● Problems to solve:
- A) In the passage below on fossil tree stumps, which part of the Sigillariæ resisted decomposition?
- B) Decide whether each statement agrees with the passage below on fossil tree stumps, and support each yes or no with the deciding words of the passage, quoted exactly: (i) Reptiles in erect trees have been found at many localities in the Nova Scotia coal formation. (ii) Inundations filled the hollow trees with sand that later hardened into sandstone. (iii) The bones of the first Carboniferous reptile discovered in America were found among fragments on the beach.

● Document:

-- -- --

The manner in which such trees become fossilized may be explained as follows:—Imagine a forest of Sigillariæ growing on a low flat. This becomes submerged by subsidence or inundation, the soil is buried under several feet of sand or mud, and the trees killed by this agency stand up as bare and lifeless trunks. The waters subside, and the trees rapidly decay, the larvæ of wood-boring insects perhaps aiding in the process, as they now do in the American woods. The dense coaly outer bark alone resists decomposition, and stands as a hollow cylinder until prostrated by the wind or by the waters of another inundation, while perhaps a second forest or jungle has sprung up on the new surface. When it falls, the part buried in the soil becomes an open hole, with a heap of shreds of wood and bark in the bottom. Such a place becomes a fit retreat for gally-worms and land-snails; and reptiles pursuing such animals, or pursued by their own enemies, or heedlessly scrambling among the fallen trunks, may easily fall into such holes and remain as prisoners. I remember to have observed, when a boy, a row of post-holes dug across a pasture-field and left open for a few days, and that in almost every hole one or two toads were prisoners. This was the fate which must have often befallen the smaller reptiles of the coal forests in the natural post-holes left by the decay of the Sigillariæ. Yet it may be readily understood that the combination of circumstances which would effect this result must have been rare, and consequently this curious fact has been as yet observed only in the coal formation of Nova Scotia; and in it only in one locality, and in this in one only out of more than sixty beds in which erect trees have been found. But these hollow trees must be filled up in order to preserve their contents; and as inundation and subsequent decay have been the grave-diggers for the reptiles, so inundations filled up their graves with sand, to be subsequently hardened into sandstone, burying up at the same time the newer vegetation which had grown upon the former surface. The idea that something interesting might be found in these erect stumps, first occurred to Sir C. Lyell and the writer while exploring the beautiful coast cliffs of Western Nova Scotia in 1851; and it was in examining the fragments scattered on the beach that we found the bones of the first Carboniferous reptile discovered in America, and the shell of the oldest known land snail.

-- -- --

● Material:

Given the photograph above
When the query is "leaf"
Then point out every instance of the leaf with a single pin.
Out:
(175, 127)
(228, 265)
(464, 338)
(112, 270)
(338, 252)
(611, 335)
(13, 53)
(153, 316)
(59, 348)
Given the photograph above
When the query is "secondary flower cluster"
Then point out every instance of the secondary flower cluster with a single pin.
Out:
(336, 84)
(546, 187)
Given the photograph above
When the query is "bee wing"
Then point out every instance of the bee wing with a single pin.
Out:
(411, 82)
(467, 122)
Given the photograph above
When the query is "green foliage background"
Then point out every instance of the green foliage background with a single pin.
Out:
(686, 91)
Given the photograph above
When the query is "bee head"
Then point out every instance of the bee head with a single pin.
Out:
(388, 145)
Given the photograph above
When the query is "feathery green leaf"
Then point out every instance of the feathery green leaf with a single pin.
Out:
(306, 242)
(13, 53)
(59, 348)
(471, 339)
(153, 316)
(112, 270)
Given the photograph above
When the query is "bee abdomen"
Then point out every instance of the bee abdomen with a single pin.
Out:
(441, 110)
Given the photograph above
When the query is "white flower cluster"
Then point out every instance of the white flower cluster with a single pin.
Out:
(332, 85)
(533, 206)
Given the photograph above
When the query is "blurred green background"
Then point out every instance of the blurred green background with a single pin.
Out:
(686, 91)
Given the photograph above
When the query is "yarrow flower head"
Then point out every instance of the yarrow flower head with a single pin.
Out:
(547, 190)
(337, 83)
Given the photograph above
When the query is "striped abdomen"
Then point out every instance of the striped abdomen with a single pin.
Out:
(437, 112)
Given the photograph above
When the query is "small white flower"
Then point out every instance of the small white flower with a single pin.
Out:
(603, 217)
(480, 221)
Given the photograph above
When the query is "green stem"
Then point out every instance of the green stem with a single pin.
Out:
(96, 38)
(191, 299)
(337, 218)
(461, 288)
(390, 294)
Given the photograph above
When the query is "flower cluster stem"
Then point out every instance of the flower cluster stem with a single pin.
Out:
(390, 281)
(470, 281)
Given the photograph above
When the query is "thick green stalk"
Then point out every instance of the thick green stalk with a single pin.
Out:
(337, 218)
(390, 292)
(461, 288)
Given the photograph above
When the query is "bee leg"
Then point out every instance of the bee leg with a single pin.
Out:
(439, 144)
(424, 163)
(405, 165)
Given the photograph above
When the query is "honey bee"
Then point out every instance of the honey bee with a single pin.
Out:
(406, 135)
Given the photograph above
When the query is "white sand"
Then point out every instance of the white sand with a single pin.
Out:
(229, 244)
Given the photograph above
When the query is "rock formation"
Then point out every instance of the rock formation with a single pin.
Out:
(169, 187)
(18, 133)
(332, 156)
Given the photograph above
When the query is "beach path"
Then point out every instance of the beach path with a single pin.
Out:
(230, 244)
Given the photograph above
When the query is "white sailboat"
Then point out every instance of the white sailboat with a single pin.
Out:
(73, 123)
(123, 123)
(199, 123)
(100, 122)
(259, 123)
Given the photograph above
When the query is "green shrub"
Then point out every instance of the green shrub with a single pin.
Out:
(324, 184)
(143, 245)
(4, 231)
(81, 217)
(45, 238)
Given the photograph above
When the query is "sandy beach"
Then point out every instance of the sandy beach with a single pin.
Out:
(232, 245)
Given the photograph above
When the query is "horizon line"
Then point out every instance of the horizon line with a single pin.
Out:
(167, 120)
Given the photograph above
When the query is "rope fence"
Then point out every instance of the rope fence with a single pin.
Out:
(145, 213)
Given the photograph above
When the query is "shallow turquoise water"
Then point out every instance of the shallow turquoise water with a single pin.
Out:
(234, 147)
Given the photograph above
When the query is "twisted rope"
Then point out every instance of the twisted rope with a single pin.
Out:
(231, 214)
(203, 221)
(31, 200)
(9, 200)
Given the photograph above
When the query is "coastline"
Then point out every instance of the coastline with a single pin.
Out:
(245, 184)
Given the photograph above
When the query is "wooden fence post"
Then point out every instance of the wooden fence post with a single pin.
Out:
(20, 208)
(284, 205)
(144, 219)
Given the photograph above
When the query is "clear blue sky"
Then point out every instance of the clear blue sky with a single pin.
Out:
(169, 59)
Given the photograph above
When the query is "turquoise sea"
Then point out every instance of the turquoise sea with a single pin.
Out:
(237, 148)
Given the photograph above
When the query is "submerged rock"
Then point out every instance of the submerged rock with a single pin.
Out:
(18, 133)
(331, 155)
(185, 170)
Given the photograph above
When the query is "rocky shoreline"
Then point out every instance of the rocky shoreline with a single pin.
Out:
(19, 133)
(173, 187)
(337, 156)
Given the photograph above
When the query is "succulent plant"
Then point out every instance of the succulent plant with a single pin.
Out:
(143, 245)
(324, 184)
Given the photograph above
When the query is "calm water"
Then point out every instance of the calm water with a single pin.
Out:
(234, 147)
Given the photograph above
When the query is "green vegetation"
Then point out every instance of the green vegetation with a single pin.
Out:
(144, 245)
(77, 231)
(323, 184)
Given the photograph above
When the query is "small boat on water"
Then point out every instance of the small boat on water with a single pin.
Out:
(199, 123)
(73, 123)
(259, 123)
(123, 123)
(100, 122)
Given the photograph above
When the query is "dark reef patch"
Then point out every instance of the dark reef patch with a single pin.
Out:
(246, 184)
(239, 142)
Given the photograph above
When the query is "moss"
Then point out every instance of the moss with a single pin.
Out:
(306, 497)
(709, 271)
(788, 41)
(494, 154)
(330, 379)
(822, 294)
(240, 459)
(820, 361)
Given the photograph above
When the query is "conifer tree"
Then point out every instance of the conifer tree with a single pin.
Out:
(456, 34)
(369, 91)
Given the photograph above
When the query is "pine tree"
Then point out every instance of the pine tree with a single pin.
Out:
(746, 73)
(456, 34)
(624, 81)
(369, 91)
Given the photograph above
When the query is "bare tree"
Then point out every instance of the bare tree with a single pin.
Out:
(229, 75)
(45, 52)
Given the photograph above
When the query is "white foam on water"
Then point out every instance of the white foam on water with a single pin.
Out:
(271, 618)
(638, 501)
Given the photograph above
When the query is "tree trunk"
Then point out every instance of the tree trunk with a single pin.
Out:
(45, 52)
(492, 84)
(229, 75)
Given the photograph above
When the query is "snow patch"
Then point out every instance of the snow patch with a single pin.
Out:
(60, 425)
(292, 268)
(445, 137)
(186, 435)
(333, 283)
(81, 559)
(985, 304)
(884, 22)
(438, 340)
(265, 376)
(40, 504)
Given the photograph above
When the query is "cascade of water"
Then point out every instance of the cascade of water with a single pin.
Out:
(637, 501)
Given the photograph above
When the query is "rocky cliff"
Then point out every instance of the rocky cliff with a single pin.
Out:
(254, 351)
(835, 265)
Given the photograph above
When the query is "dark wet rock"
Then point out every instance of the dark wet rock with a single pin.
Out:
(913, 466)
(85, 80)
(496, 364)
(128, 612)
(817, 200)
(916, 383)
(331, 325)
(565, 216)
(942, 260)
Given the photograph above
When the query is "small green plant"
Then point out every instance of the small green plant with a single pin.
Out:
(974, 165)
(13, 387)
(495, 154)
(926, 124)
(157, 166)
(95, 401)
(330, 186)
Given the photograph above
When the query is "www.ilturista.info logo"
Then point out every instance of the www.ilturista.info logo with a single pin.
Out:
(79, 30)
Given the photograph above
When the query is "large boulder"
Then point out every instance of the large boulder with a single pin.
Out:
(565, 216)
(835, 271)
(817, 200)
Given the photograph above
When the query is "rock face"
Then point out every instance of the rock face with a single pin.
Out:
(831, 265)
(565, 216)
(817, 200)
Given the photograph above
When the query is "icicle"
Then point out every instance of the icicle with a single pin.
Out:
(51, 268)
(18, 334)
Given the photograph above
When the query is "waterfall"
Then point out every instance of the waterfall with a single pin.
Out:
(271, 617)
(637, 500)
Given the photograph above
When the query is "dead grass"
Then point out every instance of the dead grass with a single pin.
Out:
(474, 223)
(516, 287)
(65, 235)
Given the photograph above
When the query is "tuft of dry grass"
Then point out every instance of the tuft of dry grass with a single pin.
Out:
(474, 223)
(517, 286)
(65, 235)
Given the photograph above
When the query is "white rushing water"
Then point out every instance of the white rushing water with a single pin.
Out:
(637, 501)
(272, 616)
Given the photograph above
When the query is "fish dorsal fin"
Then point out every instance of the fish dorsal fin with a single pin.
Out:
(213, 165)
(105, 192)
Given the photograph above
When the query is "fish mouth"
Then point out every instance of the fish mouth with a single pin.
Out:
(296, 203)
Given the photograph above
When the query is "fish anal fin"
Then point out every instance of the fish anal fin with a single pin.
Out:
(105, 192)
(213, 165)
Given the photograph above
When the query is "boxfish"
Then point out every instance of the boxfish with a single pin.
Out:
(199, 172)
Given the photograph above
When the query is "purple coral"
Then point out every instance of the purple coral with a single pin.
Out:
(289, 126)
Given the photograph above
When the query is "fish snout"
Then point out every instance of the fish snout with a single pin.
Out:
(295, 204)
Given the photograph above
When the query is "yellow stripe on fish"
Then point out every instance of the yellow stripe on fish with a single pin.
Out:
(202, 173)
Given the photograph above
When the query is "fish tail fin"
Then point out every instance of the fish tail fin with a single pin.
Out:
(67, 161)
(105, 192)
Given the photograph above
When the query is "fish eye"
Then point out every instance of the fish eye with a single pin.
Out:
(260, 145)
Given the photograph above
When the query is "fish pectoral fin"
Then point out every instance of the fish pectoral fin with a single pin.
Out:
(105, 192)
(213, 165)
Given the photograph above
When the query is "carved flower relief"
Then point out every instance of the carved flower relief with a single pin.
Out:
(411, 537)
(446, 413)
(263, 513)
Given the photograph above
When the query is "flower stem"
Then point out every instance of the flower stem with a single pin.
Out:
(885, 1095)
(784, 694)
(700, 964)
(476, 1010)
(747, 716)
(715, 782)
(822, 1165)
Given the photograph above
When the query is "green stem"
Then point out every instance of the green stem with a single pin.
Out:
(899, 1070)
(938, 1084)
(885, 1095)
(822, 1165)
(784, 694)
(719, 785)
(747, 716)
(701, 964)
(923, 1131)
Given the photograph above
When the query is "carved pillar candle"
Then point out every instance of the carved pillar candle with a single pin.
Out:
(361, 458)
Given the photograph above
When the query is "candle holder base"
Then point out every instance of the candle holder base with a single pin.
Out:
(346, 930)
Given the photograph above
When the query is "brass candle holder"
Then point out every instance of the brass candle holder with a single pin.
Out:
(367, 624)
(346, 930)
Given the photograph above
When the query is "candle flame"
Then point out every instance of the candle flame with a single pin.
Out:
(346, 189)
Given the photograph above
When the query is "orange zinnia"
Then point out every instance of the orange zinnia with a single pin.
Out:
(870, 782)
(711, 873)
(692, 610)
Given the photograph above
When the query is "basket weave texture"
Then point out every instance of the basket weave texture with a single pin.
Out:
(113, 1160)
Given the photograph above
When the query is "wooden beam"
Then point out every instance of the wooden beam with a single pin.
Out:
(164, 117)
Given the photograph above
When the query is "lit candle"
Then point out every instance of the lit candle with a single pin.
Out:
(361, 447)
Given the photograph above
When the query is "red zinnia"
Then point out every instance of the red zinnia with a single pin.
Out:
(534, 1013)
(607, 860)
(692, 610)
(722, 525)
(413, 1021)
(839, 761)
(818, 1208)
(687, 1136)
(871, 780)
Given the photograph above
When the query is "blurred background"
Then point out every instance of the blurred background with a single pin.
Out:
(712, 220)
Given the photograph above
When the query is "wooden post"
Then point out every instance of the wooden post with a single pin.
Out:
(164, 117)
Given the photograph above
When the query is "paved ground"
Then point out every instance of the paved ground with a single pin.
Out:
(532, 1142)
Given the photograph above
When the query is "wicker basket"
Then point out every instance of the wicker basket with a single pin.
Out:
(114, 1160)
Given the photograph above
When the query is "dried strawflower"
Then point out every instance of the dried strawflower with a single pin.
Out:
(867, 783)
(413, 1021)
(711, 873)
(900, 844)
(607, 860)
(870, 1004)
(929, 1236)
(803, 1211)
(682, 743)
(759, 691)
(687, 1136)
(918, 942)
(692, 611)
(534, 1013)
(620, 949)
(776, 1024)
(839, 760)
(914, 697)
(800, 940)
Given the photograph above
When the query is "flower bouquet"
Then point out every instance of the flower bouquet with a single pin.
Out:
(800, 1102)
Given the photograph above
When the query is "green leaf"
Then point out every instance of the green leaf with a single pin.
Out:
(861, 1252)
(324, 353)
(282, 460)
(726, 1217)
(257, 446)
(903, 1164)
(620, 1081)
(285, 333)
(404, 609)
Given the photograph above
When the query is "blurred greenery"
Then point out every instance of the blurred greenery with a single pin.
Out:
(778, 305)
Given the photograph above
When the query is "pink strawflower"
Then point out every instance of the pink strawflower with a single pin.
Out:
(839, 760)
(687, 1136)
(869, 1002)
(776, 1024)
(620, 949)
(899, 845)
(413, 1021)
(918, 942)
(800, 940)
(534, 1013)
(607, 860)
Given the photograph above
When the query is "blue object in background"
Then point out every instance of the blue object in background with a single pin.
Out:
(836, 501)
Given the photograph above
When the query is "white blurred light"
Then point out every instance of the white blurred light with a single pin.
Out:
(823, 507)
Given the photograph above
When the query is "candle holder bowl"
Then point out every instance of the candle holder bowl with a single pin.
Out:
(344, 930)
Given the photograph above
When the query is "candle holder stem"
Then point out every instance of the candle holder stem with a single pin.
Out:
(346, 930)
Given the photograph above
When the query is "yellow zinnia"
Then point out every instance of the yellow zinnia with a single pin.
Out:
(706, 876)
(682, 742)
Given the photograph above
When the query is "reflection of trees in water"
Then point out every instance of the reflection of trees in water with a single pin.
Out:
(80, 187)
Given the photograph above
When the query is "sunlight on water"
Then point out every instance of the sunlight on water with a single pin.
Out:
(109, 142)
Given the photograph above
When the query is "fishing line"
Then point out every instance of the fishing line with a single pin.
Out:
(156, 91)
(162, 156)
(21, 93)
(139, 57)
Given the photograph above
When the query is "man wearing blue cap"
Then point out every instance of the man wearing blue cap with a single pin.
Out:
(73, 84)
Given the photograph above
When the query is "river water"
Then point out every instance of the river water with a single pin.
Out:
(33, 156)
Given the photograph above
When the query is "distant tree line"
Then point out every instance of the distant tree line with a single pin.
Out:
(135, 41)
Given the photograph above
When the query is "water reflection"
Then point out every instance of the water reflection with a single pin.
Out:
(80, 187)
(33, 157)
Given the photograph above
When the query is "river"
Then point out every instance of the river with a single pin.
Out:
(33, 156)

-- -- --

● Task-by-task outputs:
- A) The dense coaly outer bark resisted decomposition.

- B)
(i) No: "only in one locality"
(ii) Yes: "inundations filled up their graves with sand, to be subsequently hardened into sandstone"
(iii) Yes: "it was in examining the fragments scattered on the beach that we found the bones of the first Carboniferous reptile discovered in America"